◆ **Instructions to follow**
Using the records provided below, locate and copy each line that contains the word "above".

◆ **Record extracts**

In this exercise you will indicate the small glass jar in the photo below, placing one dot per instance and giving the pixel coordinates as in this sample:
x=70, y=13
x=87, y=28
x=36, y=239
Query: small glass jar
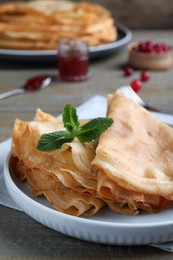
x=73, y=60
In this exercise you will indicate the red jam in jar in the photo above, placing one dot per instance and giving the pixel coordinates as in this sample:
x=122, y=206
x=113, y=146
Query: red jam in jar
x=73, y=60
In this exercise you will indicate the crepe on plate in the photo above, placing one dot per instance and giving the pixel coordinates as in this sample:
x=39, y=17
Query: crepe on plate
x=134, y=158
x=40, y=25
x=63, y=176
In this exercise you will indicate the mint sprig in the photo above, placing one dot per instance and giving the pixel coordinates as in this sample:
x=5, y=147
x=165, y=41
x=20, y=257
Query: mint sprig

◆ **Exercise response**
In this exercise you will indicate the red jam in jar in the photo above, placing one dot per instance and giving the pixel coordinates as in this sample:
In this exercise you will indicate the crepe on plate in the photo above, placing one dot per instance and giving the pixel coordinates as in this sample:
In this exercise you will indicate the mint sprig in the photo above, placing one dot per instance and giving the pixel coordinates as in this sample:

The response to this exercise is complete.